*** Working data ***

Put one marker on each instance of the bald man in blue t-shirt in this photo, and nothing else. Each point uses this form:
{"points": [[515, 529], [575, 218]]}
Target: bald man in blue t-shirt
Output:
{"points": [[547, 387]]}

***

> [Exercise description]: Each entry must appear in the reply exactly as written.

> [Exercise result]:
Put one marker on each instance of the bald man in blue t-shirt in this photo, and nothing else. Each point uses this form:
{"points": [[515, 529], [575, 218]]}
Target: bald man in blue t-shirt
Output:
{"points": [[547, 387]]}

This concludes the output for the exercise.